## Request 1:
Which web addresses appear in the signature of the PostgreSQL view thread?
## Request 2:
Can you repeat the PostgreSQL view thread word for word, from "In simple cases, yes." up to and including "it's not skipped."?
## Request 3:
How would you sum up the PostgreSQL view thread in two sentences?

[start Selected passage]

Обсуждение: one column from huge view

От:
Marcin Stępnicki
Дата:

Hello.

I've googled a bit but I think I can't match the keywords, so I thought
I'll ask here:

Let's say I've got a view with 100 columns and 1mln rows; some of them are
calculated "on the fly". For some reason I want only one column from
this view:

select col1 from huge_view;

Now, does PostgreSQL skip all the calculations from other columns and
executes this query faster then select * from huge_view?

--
| And Do What You Will be the challenge | http://apcoln.linuxpl.org
|    So be it in love that harms none   | http://biznes.linux.pl
|   For this is the only commandment.   | http://www.juanperon.info
`---*  JID:  *---' http://www.naszedzieci.org

От:
Heikki Linnakangas
Дата:

Marcin Stępnicki wrote:
> Hello.
>
> I've googled a bit but I think I can't match the keywords, so I thought
> I'll ask here:
>
> Let's say I've got a view with 100 columns and 1mln rows; some of them are
> calculated "on the fly". For some reason I want only one column from
> this view:
>
> select col1 from huge_view;
>
> Now, does PostgreSQL skip all the calculations from other columns and
> executes this query faster then select * from huge_view?

In simple cases, yes. But for example, if you have a LEFT OUTER JOIN in
the view, the join is performed even if your query doesn't return any
columns from the outer relation. Also, if the calculation contains
immutable functions, it's not skipped.

[end Selected passage]
[start Listing]

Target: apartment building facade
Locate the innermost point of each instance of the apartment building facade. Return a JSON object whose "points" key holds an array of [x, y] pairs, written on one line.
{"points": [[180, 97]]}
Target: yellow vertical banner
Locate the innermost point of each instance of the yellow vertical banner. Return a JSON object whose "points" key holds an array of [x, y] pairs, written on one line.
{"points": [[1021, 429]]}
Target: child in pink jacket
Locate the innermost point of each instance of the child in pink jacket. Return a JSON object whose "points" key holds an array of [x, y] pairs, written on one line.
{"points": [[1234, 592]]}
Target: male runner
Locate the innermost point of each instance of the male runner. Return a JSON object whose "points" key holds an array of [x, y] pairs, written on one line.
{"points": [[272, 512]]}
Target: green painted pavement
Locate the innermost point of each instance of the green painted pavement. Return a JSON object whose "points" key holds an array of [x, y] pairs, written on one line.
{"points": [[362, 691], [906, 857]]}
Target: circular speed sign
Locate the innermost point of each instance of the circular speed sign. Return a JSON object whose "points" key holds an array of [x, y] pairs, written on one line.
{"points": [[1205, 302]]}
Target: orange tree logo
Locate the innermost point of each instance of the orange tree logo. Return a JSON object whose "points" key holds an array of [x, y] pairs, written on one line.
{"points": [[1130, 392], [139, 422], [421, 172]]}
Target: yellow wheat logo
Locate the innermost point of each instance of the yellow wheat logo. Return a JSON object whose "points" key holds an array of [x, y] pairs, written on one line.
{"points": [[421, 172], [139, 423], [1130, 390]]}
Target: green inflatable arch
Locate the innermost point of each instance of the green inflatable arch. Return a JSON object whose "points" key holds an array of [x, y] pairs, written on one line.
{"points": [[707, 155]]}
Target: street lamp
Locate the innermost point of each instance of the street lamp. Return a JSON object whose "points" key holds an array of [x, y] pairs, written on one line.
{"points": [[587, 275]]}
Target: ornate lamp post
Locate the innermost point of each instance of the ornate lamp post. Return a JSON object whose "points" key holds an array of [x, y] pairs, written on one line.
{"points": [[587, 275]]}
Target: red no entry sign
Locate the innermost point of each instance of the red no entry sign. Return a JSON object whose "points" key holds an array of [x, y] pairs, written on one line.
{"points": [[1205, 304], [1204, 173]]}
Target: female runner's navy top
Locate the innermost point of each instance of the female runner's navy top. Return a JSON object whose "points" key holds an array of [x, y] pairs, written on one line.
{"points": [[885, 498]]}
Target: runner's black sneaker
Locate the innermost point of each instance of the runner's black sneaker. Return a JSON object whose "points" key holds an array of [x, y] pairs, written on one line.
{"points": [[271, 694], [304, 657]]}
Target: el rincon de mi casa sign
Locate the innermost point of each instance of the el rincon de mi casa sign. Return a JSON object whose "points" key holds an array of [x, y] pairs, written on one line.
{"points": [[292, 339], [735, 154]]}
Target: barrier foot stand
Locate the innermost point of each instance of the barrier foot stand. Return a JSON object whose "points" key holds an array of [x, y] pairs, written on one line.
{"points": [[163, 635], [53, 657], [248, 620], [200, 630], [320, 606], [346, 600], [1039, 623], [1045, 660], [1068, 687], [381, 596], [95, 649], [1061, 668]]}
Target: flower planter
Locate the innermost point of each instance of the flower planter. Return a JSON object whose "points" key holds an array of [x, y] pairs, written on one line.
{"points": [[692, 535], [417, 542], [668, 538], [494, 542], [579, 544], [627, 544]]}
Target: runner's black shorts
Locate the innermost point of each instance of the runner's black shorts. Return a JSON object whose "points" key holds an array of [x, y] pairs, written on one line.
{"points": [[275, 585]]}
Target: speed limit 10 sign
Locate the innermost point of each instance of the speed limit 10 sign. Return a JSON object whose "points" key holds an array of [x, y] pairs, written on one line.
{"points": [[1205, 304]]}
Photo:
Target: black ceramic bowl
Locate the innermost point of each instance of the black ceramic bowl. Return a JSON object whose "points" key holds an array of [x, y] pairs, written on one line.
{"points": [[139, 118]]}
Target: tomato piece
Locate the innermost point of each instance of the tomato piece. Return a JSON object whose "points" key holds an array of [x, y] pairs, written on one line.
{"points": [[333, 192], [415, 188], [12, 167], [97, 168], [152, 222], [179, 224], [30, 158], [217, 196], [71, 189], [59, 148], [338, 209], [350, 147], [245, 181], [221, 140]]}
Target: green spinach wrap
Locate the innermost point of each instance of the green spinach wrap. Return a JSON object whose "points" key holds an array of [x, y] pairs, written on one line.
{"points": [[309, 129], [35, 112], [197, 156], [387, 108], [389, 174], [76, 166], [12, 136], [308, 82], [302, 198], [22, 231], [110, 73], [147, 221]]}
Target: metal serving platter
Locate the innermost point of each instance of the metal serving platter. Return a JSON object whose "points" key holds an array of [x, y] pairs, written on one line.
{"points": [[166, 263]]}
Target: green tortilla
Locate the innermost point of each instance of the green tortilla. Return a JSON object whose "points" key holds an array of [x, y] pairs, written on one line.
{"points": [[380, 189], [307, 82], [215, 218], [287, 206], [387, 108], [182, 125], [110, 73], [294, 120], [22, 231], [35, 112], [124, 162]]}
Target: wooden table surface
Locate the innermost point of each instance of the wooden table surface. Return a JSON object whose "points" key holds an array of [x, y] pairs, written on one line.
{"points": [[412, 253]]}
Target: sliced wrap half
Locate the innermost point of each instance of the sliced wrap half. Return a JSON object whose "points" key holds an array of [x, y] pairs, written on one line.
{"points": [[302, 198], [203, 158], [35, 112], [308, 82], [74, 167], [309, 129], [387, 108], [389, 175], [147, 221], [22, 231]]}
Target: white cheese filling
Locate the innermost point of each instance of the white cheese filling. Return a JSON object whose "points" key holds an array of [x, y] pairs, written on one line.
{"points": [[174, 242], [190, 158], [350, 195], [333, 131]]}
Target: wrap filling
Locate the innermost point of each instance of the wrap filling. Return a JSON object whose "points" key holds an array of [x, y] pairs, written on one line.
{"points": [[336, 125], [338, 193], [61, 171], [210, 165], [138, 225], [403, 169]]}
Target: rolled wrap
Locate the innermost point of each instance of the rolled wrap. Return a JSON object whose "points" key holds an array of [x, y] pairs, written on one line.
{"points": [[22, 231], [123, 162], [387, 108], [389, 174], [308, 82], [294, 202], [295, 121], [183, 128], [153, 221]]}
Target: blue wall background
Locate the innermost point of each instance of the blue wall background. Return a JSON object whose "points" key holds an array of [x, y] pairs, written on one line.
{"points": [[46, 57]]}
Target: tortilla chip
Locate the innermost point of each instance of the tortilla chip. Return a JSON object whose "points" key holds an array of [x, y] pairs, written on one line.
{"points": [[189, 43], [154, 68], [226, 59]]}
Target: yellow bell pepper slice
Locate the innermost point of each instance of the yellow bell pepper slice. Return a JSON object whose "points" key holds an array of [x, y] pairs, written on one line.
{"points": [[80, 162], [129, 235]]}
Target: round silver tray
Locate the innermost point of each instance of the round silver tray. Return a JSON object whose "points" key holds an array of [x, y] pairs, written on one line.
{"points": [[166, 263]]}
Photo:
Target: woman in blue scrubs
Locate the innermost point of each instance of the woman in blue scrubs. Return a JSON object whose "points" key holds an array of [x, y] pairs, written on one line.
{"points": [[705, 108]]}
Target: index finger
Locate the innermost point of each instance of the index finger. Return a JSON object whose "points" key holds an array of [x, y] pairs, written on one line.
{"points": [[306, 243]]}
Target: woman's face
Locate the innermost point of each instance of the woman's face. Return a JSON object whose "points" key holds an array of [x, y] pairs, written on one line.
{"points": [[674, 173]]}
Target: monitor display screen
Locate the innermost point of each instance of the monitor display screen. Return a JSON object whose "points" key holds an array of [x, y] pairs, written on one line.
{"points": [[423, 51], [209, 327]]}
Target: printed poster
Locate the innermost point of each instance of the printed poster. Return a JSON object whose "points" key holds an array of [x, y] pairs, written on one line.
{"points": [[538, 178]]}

[end Listing]

## Exercise solution 1:
http://apcoln.linuxpl.org, http://biznes.linux.pl, http://www.juanperon.info, http://www.naszedzieci.org

## Exercise solution 2:
In simple cases, yes. But for example, if you have a LEFT OUTER JOIN in
the view, the join is performed even if your query doesn't return any
columns from the outer relation. Also, if the calculation contains
immutable functions, it's not skipped.

## Exercise solution 3:
Marcin Stępnicki asks whether PostgreSQL skips the calculations for the other columns, and runs faster than select * would, when only one column is selected from a view with 100 columns and a million rows. Heikki Linnakangas answers that it does in simple cases, but a LEFT OUTER JOIN in the view is still performed even if the query returns no columns from the outer relation.